> **Your task**
The lines to repeat are those below from the one containing "For every instance of the man" down to the one containing "For every instance of the smiling", both included; reproduce them exactly and nothing else.
- - -
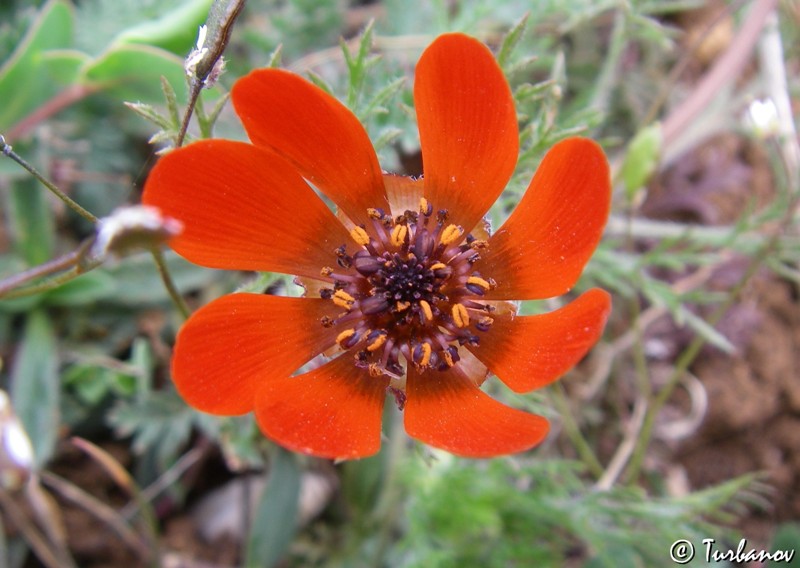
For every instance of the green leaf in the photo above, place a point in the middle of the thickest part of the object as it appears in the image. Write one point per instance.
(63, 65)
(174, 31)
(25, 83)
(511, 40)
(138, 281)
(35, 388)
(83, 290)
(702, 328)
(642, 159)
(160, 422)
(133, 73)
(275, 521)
- - -
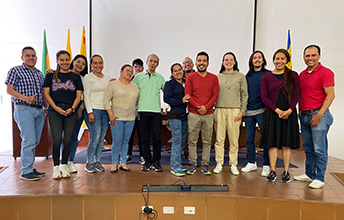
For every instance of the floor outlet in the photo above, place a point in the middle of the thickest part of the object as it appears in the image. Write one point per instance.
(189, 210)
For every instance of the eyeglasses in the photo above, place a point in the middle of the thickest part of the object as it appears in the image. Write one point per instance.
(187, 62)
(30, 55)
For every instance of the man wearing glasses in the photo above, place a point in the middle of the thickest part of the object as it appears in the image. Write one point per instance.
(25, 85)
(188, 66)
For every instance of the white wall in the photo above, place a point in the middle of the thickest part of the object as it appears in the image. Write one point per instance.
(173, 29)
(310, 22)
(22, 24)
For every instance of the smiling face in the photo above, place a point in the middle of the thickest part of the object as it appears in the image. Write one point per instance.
- - -
> **Expected answer**
For every instance of the man wearing glasses in the photo above, place a point in the middle of the thickest part of the object as it appears in the image. Write one point per instance.
(25, 85)
(188, 66)
For every instance of the white wall in the photo above, place a point in the middle of the thickest part of the object as it appears in the image. Write one point per instance.
(173, 29)
(310, 22)
(22, 24)
For every instance of the smiling face in the photo above, place a point in the middle of the thickest part of the object as it appears in the image. Write one point per instance.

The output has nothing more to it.